§ INSTRUCTIONS TO FOLLOW:
Rewrite each of the items below, replacing "pin" with "marker" and leaving everything else unchanged. Leave the pictures out of your answer.

§ RECORDS FOR THE TASK:
========================

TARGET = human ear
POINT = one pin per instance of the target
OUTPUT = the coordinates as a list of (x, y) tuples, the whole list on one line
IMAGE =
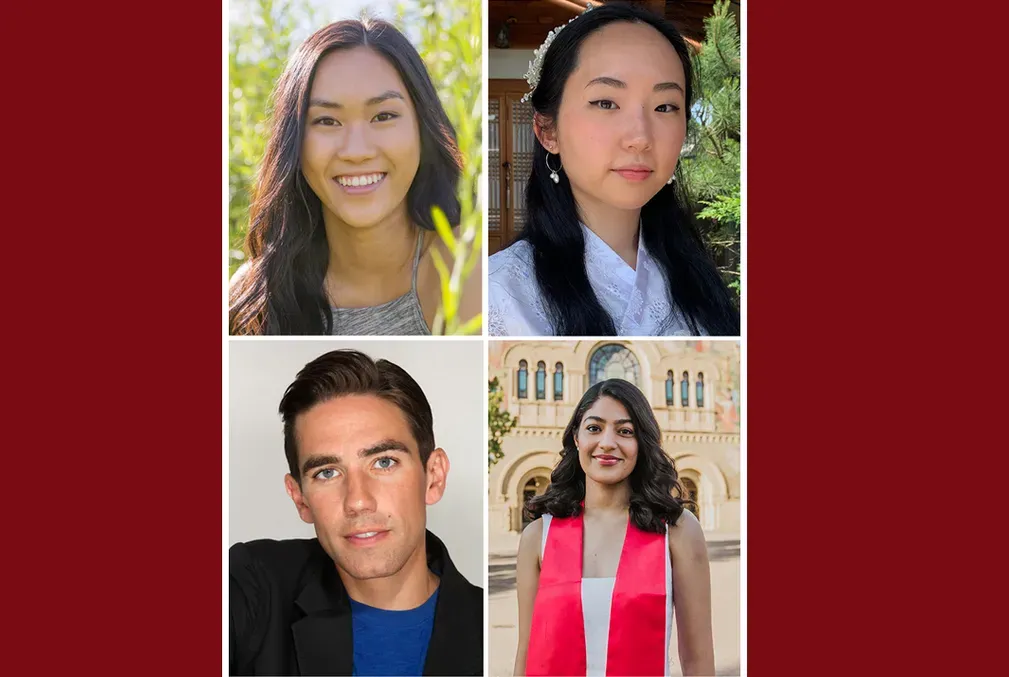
[(546, 132), (437, 473), (295, 491)]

========================

§ THE ANSWER:
TARGET = human ear
POINT = one marker per instance of the target
OUTPUT = the coordinates as a list of (x, y) tuples, the whole list on one line
IMAGE =
[(546, 132), (437, 473), (295, 491)]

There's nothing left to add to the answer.